__PROMPT__
Repeat the lines starting at the one containing "Extract young seedling from the image above." and ending at the last line of the records, requests included. Scale every coordinate in the answers by 0.9 and round each result to a whole number, with halves rounding up.

Collected data:
::::
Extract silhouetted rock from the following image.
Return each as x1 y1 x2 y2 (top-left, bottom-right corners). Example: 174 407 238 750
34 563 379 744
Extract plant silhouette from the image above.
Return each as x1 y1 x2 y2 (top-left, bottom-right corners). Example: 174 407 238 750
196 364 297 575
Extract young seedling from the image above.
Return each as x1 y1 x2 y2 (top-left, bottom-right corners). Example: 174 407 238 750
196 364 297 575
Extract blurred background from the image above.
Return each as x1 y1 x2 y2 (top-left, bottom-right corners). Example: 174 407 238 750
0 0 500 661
::::
__RESPONSE TO THE TASK__
Extract young seedling from the image above.
Return each as x1 y1 x2 y2 (top-left, bottom-right corners). Example: 174 407 238 750
176 328 267 518
Extract blurred background from the image above.
Return each as x1 y1 x2 y2 (top-left, bottom-right corners). Example: 174 407 238 750
0 0 450 595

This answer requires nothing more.